• _Task requirements_
Output the following data exactly.

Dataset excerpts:
================================
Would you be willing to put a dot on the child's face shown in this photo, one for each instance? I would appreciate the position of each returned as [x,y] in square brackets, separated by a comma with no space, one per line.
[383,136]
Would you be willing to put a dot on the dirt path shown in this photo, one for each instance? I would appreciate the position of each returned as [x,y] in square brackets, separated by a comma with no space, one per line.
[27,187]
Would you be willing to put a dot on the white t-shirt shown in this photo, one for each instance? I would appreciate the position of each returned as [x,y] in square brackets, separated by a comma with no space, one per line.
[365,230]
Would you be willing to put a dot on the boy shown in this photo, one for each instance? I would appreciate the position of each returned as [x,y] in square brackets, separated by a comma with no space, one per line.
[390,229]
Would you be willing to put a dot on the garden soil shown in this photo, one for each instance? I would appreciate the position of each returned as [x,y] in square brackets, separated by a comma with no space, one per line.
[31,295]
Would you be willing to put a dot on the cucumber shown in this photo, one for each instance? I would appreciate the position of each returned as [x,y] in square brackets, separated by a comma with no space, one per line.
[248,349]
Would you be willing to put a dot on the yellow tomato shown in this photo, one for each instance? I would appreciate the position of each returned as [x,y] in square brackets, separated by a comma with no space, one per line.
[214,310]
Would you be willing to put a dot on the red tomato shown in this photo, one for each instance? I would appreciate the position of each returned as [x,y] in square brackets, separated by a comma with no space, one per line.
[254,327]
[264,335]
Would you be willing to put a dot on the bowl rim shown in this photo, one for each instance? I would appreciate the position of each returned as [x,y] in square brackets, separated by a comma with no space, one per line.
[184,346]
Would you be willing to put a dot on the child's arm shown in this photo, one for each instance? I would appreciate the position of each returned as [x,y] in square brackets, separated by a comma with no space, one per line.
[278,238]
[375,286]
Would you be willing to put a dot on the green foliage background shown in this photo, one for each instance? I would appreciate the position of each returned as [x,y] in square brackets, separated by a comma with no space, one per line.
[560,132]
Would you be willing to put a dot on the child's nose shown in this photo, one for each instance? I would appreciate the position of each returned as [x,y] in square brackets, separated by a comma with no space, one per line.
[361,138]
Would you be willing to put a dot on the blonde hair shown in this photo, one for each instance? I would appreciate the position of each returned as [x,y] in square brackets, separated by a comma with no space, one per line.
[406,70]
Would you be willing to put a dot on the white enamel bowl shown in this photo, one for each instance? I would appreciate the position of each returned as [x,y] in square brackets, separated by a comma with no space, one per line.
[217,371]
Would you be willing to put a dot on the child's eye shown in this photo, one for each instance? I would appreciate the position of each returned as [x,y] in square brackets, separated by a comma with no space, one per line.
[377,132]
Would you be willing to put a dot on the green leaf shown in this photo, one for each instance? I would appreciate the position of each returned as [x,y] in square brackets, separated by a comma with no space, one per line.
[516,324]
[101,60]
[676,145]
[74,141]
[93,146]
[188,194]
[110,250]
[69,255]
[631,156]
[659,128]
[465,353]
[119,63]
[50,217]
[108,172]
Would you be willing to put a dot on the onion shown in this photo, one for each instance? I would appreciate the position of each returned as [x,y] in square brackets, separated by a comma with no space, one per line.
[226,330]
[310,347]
================================
• _Output_
Would you be willing to put a dot on the child's face shown in this photo, one for each instance? I would appreciate the position of each returned as [x,y] in square brackets, separated by a comma with no space, one per line.
[383,136]
Would you be willing to put a dot on the dirt path shown in this photo, one for each instance? I would appreciate the position of each returned as [x,y] in square brackets, separated by a comma with no space, one per line.
[27,187]
Would you be willing to put a dot on the white t-shirt shown in this photo, one for each instance? I would appreciate the position of each returned as [x,y] in square brackets, separated by a comma with no space, one per line.
[365,230]
Would you be willing to put a dot on the boy shown in this photo, one for each instance? I would appreciate the position of each returned as [x,y] in square brackets, separated by a comma with no space, one per line.
[390,229]
Would you be willing to put a dot on the garden soil shown in this photo, one for each instance? I would appreciate the position of each returned as [x,y] in square brackets, separated by a comma with no space, one per line.
[31,295]
Would you be willing to put a dot on the cucumber shown in this photo, one for each instance? I would appreciate the position of each returned as [x,y] in square brackets, separated by a comma with no space, one per line.
[248,349]
Would you be willing to put a dot on the yellow tomato shown in this photo, one for each instance? I would appreciate the position of each returned as [x,y] in square brackets, separated by a comma with no space, one per line.
[214,310]
Would you be willing to put a dot on the red tomato shown in this photo, one for each instance? I would appreciate the position of each returned as [x,y] in square brackets, separated by a comma with no space, one per line.
[254,327]
[264,335]
Would you be willing to put a dot on the bowl rim shown in this photo, one for each instance? I would appreciate the position of each returned as [x,y] in square brackets, separated by a comma with no space, one per line.
[184,346]
Would you be willing to put a dot on the child's arm shown in this photo, one for each instance? I would appreciate the position of each returned as [x,y] in square brackets, separated by a comma with no space, one per line.
[278,238]
[375,286]
Would you be willing to put a dot on the green foliage background shown in this photo, one for each instance? I would appreciate the position of each returned as [x,y] in square brackets, separated by a comma with no space, one per line.
[560,132]
Would you be willing to put a dot on the child's nose shown in this photo, one for each instance? I would appreciate the position of each returned as [x,y] in square brackets, separated by a comma with no space, one per line.
[361,138]
Would you be willing to put a dot on the blonde hair shown in this photo, one for each instance? I would appreciate the position of each returned as [x,y] in square brackets, separated by a comma with no space, one per line.
[406,70]
Would you be willing to put a dot on the white enamel bowl shown in this photo, one for each instance? I would appreciate the position of each returned as [x,y] in square brackets, separated by a comma with no space, one per line.
[217,371]
Would you be willing to put a dot on the child's eye shown in this photo, one for each instance? I would appreciate the position of each returned as [x,y] in square brackets, separated by a comma with no space, one per line.
[377,132]
Would you be willing to put a dot on the green leaf shown in this photo, one for each instance? I would appreciate the position of each returned as [x,y] in square brackets, separated by a comma with no space, one per line.
[516,324]
[101,60]
[676,145]
[74,141]
[93,146]
[188,194]
[110,250]
[69,255]
[631,156]
[659,128]
[465,353]
[119,63]
[50,217]
[108,172]
Would you be willing to put a dot on the onion shown in this photo, one for each instance? I would appreciate the position of each returned as [x,y] in square brackets, separated by a comma with no space, one per line.
[226,330]
[310,347]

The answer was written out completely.